*Task instructions*: Copy the lines starting at the line that contains "Check that every instance of the person" and ending at the line that contains "column 43, row 124", reproducing them verbatim.

··········

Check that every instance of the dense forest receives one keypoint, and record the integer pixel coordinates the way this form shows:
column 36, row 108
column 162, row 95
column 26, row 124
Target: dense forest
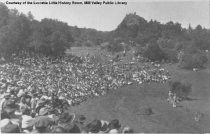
column 152, row 39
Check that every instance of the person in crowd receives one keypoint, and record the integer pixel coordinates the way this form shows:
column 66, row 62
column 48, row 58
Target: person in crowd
column 127, row 129
column 47, row 87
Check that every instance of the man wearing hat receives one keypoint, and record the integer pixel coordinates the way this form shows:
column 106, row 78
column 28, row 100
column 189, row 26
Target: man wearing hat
column 4, row 101
column 10, row 128
column 43, row 124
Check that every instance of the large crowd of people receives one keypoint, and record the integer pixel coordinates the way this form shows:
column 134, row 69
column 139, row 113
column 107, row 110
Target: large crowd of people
column 37, row 91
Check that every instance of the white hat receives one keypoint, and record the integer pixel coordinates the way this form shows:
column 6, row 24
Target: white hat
column 113, row 131
column 4, row 122
column 27, row 121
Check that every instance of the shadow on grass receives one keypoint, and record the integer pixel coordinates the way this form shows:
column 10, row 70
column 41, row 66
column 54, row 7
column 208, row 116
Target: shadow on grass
column 189, row 99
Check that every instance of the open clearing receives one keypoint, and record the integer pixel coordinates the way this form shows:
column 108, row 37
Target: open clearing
column 127, row 104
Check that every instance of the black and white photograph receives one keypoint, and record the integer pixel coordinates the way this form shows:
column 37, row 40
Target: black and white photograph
column 105, row 66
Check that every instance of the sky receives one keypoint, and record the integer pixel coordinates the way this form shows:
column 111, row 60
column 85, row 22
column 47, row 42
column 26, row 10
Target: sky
column 108, row 17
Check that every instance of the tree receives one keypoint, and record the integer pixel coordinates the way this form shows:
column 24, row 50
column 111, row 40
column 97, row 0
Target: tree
column 181, row 89
column 153, row 52
column 193, row 58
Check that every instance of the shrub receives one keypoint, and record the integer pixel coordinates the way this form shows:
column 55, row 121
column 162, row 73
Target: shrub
column 193, row 60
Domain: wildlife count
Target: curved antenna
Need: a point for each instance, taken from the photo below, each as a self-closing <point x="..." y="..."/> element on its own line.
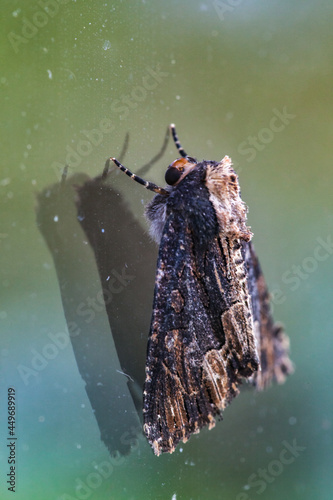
<point x="148" y="185"/>
<point x="142" y="170"/>
<point x="176" y="140"/>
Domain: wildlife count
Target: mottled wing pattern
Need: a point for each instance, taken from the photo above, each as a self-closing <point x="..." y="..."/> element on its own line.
<point x="273" y="343"/>
<point x="201" y="341"/>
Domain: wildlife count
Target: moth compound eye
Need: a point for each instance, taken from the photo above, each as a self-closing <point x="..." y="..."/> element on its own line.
<point x="172" y="175"/>
<point x="175" y="171"/>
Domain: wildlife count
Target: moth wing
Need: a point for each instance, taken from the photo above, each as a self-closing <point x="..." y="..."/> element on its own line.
<point x="201" y="341"/>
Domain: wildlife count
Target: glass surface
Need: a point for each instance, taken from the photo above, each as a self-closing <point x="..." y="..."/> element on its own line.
<point x="249" y="79"/>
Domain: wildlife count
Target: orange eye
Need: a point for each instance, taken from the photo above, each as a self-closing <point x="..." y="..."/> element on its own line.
<point x="174" y="171"/>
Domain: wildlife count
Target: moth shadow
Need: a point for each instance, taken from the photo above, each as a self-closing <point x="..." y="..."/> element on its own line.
<point x="105" y="264"/>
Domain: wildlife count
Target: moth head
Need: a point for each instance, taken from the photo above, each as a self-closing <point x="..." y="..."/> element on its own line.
<point x="177" y="170"/>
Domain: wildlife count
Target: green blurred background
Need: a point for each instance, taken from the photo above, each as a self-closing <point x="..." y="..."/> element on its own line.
<point x="221" y="71"/>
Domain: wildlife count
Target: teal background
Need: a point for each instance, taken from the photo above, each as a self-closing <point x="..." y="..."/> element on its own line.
<point x="225" y="71"/>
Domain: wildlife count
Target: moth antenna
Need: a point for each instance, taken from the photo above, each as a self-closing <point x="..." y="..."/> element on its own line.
<point x="148" y="185"/>
<point x="176" y="140"/>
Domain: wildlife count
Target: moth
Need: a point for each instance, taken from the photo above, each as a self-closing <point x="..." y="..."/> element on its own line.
<point x="211" y="326"/>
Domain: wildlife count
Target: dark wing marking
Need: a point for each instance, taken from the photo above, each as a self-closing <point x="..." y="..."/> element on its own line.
<point x="201" y="340"/>
<point x="273" y="343"/>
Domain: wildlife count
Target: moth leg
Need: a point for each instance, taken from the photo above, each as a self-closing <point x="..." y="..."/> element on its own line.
<point x="176" y="140"/>
<point x="148" y="185"/>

··········

*Completed exercise*:
Check that every instance of the person in crowd receives one keypoint, and record the integer pixel coordinates the way this form shows:
column 66, row 62
column 48, row 58
Target: person in crowd
column 127, row 129
column 47, row 87
Check that every instance of the man wearing hat receives one keypoint, and record the integer pixel coordinates the way this form shows:
column 106, row 78
column 28, row 100
column 189, row 26
Target: man wearing hat
column 4, row 101
column 10, row 128
column 43, row 124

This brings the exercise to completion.